Rewrite all the material below as a Markdown table with two columns, Row and Line, giving each line its row number and skipping blank lines. Leave the pictures out of the answer.

[Stored data entries]
Content starts

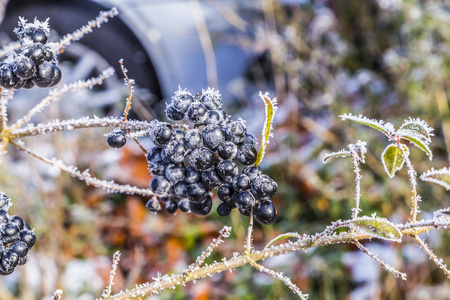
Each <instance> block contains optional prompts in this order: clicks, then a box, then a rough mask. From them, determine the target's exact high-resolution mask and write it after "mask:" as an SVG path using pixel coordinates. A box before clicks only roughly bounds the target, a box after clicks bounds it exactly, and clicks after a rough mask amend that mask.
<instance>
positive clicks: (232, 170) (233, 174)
mask: <svg viewBox="0 0 450 300" xmlns="http://www.w3.org/2000/svg"><path fill="white" fill-rule="evenodd" d="M217 173H218V174H219V176H220V177H221V178H222V179H223V180H228V179H231V180H233V178H234V176H236V175H237V174H238V167H237V165H236V164H235V163H234V162H233V161H231V160H222V161H221V162H219V164H218V165H217Z"/></svg>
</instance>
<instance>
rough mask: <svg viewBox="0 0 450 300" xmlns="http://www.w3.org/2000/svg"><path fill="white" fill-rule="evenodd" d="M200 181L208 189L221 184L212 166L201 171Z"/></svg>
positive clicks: (217, 186)
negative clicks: (202, 183) (206, 169)
mask: <svg viewBox="0 0 450 300" xmlns="http://www.w3.org/2000/svg"><path fill="white" fill-rule="evenodd" d="M202 182H203V184H204V185H205V186H206V188H207V189H208V190H212V189H215V188H217V187H218V186H219V185H221V184H222V181H221V180H220V177H219V175H218V174H217V171H216V168H214V167H213V168H211V169H209V170H208V171H204V172H203V173H202Z"/></svg>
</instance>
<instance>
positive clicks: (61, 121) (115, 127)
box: [10, 117, 155, 139]
mask: <svg viewBox="0 0 450 300" xmlns="http://www.w3.org/2000/svg"><path fill="white" fill-rule="evenodd" d="M154 123H155V122H154V121H152V122H147V121H137V120H130V121H126V122H123V121H122V119H118V118H111V117H106V118H89V117H83V118H79V119H71V120H63V121H59V120H54V121H53V122H50V123H46V124H37V125H31V124H30V125H28V126H27V127H24V128H17V129H14V130H12V131H11V134H10V136H11V139H15V138H22V137H26V136H33V135H41V134H49V133H55V132H60V131H71V130H74V129H83V128H100V127H112V128H122V129H133V130H142V131H144V130H145V131H148V129H149V128H152V127H153V126H154ZM140 132H141V131H140ZM147 135H148V134H147Z"/></svg>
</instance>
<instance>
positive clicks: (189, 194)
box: [187, 182, 208, 202]
mask: <svg viewBox="0 0 450 300" xmlns="http://www.w3.org/2000/svg"><path fill="white" fill-rule="evenodd" d="M187 196H188V198H189V200H191V201H193V202H202V201H203V200H204V199H205V197H207V196H208V189H207V188H206V186H205V185H204V184H203V183H202V182H194V183H191V184H189V185H188V187H187Z"/></svg>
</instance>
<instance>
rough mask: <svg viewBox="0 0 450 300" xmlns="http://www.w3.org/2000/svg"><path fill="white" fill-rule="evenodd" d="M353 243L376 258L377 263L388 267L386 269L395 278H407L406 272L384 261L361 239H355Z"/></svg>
mask: <svg viewBox="0 0 450 300" xmlns="http://www.w3.org/2000/svg"><path fill="white" fill-rule="evenodd" d="M353 244H355V245H356V246H357V247H358V248H359V249H360V250H361V251H362V252H364V253H365V254H367V255H368V256H370V257H371V258H372V259H373V260H375V261H376V262H377V263H379V264H380V265H381V266H382V267H384V268H385V269H386V271H389V272H391V273H392V274H393V275H394V277H395V278H401V279H403V280H406V274H405V273H402V272H400V271H397V270H396V269H395V268H394V267H393V266H391V265H390V264H388V263H386V262H384V261H383V260H382V259H381V258H379V257H378V256H376V255H375V254H373V253H372V252H370V251H369V249H367V248H366V247H364V246H363V245H362V244H361V243H360V242H359V241H357V240H356V241H354V242H353Z"/></svg>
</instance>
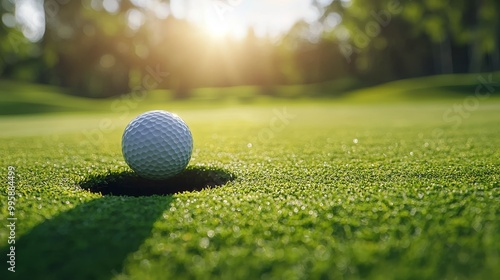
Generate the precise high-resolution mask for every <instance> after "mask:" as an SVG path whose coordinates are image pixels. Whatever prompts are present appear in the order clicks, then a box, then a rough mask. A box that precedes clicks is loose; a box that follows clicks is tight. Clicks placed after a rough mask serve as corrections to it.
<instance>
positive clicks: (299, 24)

Content ends

**Reply to the task**
| Row | Line |
|---|---|
| 1 | Each <instance> block contains optional prompts in this order: clicks, then a box, then a rough mask. From them, determine the target's exact high-resolution mask and write it after "mask:" as an SVG path using pixel coordinates. A box before clicks only roughly bounds the target, a box after clicks bounds it exactly, and clicks after a rough mask amend that mask. |
| 2 | <instance> |
| 3 | positive clicks: (232, 170) (233, 174) |
| 4 | mask: <svg viewBox="0 0 450 300" xmlns="http://www.w3.org/2000/svg"><path fill="white" fill-rule="evenodd" d="M217 173H218V174H219V176H220V177H221V178H222V179H223V180H228V179H231V180H233V178H234V176H236V175H237V174H238V167H237V165H236V164H235V163H234V162H233V161H231V160H222V161H221V162H219V164H218V165H217Z"/></svg> |
| 5 | </instance> |
| 6 | <instance> |
| 7 | rough mask: <svg viewBox="0 0 450 300" xmlns="http://www.w3.org/2000/svg"><path fill="white" fill-rule="evenodd" d="M200 181L208 189L221 184L212 166L201 171Z"/></svg> |
| 8 | positive clicks: (217, 186) |
| 9 | negative clicks: (202, 183) (206, 169) |
| 10 | mask: <svg viewBox="0 0 450 300" xmlns="http://www.w3.org/2000/svg"><path fill="white" fill-rule="evenodd" d="M202 182H203V184H204V185H205V186H206V188H207V189H208V190H212V189H215V188H217V187H218V186H219V185H221V184H222V181H221V180H220V177H219V175H218V174H217V171H216V168H214V167H213V168H211V169H209V170H208V171H204V172H203V173H202Z"/></svg> |
| 11 | </instance> |
| 12 | <instance> |
| 13 | positive clicks: (61, 121) (115, 127) |
| 14 | box: [10, 117, 155, 139] |
| 15 | mask: <svg viewBox="0 0 450 300" xmlns="http://www.w3.org/2000/svg"><path fill="white" fill-rule="evenodd" d="M154 123H155V122H154V121H152V122H147V121H137V120H130V121H126V122H123V121H122V119H118V118H111V117H106V118H89V117H83V118H79V119H71V120H63V121H59V120H54V121H53V122H50V123H46V124H37V125H31V124H30V125H28V126H27V127H24V128H17V129H14V130H12V131H11V134H10V136H11V139H15V138H22V137H26V136H33V135H41V134H49V133H55V132H60V131H71V130H74V129H83V128H100V127H112V128H122V129H133V130H142V131H144V130H145V131H148V129H149V128H152V127H153V126H154ZM140 132H141V131H140ZM147 135H148V134H147Z"/></svg> |
| 16 | </instance> |
| 17 | <instance> |
| 18 | positive clicks: (189, 194) |
| 19 | box: [187, 182, 208, 202] |
| 20 | mask: <svg viewBox="0 0 450 300" xmlns="http://www.w3.org/2000/svg"><path fill="white" fill-rule="evenodd" d="M187 196H188V198H189V200H191V201H193V202H202V201H203V200H204V199H205V197H207V196H208V189H207V188H206V186H205V185H204V184H203V183H202V182H194V183H191V184H189V185H188V187H187Z"/></svg> |
| 21 | </instance> |
| 22 | <instance> |
| 23 | rough mask: <svg viewBox="0 0 450 300" xmlns="http://www.w3.org/2000/svg"><path fill="white" fill-rule="evenodd" d="M353 243L376 258L377 263L388 267L386 269L395 278H407L406 272L384 261L361 239H355Z"/></svg> |
| 24 | mask: <svg viewBox="0 0 450 300" xmlns="http://www.w3.org/2000/svg"><path fill="white" fill-rule="evenodd" d="M353 244H355V245H356V246H357V247H358V248H359V249H360V250H361V251H362V252H364V253H365V254H367V255H368V256H370V257H371V258H372V259H373V260H375V261H376V262H377V263H379V264H380V265H381V266H382V267H384V268H385V269H386V271H389V272H391V273H392V274H393V275H394V277H395V278H401V279H403V280H406V274H405V273H402V272H400V271H397V270H396V269H395V268H394V267H393V266H391V265H390V264H388V263H386V262H384V261H383V260H382V259H381V258H379V257H378V256H376V255H375V254H373V253H372V252H370V251H369V249H367V248H366V247H364V246H363V245H362V244H361V243H360V242H359V241H357V240H356V241H354V242H353Z"/></svg> |
| 25 | </instance> |
| 26 | Generate the precise high-resolution mask for every <instance> after "mask:" as an SVG path whose coordinates are image pixels. Whatever prompts are present appear in the order clicks, then a box, then a rough mask. A box that precedes clicks is loose; a box that follows clicks is tight. Clicks placed after a rough mask serve as corrections to it. |
| 27 | <instance> |
| 28 | positive clicks: (299, 24) |